**Teks Dokumen**
Sabtu, 05 Maret 2016

SEJARAH DAKWAH MASA KHULAFAURRASYIDIN “UTSMAN BIN AFFAN DAN ALI BIN ABI THALIB"

SEJARAH DAKWAH
MASA KHULAFAURRASYIDIN
UTSMAN BIN AFFAN DAN ALI BIN ABI THALIB”


DOSEN PENGAMPU:
 Dr. H. Harjani Hefni, MA / Bambang SR, M.Ag



Disusun Oleh:
Maryamatul Munawwarah


Program Studi Komunikasi Penyiaran Islam
Jurusan Dakwah
SekolahTinggi Agama Islam Negeri
Pontianak
2013
a.       Metode Dakwah Utsman bin Affan
            Metode dakwah beliau dapat dilihat dari pidato beliau dihadapan publik setelah beliau dibaiat menjadi khalifah ketiga. Utsman berkata “sesungguhnya aku diberi tugas dan aku terima. Ketahuilah bahwa aku berkewajiban terhadap tiga hal setelah Al-Qur’an dan As-Sunah, yaitu mengikuti orang-orang sebelumku yang telah kalian sepakati dan kalian ikuti, mengikuti tradisi orang-orang baik yang diperoleh dari orang-orang baik, dan tidak menghukum kalian kecuali jika terpaksa hukuman harus diberikan. Sesungguhnya dunia ini hijau dan menarik bagi manusia sehingga banyak di antara mereka yang condong kepadanya. Maka janganlah kalian condong dan percaya, dan ketahuilah bahwa dunia ini tidak mau meninggalkan kecuali manusia sendiri yang meninggalkannya.”

**Cuplikan Baris**
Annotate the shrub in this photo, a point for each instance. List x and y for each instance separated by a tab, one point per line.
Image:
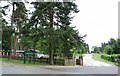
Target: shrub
110	57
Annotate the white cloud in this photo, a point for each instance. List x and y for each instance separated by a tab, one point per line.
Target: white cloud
98	19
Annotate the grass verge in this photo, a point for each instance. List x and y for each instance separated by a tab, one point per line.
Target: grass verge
22	62
98	57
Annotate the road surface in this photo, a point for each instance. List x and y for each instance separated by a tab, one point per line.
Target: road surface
88	61
99	68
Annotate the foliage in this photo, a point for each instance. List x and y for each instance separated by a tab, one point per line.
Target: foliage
96	49
108	49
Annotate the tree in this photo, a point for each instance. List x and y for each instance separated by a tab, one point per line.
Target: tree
108	49
96	49
53	16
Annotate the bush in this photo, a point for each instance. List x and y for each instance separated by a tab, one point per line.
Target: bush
110	57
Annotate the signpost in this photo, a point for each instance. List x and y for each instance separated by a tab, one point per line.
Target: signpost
28	54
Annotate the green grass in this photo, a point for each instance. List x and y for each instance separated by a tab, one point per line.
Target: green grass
98	57
22	62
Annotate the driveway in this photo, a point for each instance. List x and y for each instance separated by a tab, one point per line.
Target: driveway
90	67
88	61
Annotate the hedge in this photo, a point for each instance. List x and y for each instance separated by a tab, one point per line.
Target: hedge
110	57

**Tugas Singkat**
Jawablah pertanyaan berikut berdasarkan teks tentang sejarah dakwah masa Khulafaurrasyidin.
(a) Siapa nama penyusun yang tercantum pada halaman judul?
(b) Apa nama program studi yang disebutkan dalam teks?
(c) Utsman bin Affan dibaiat menjadi khalifah yang keberapa?

**Jawaban**
(a) Maryamatul Munawwarah.
(b) Komunikasi Penyiaran Islam.
(c) Khalifah ketiga.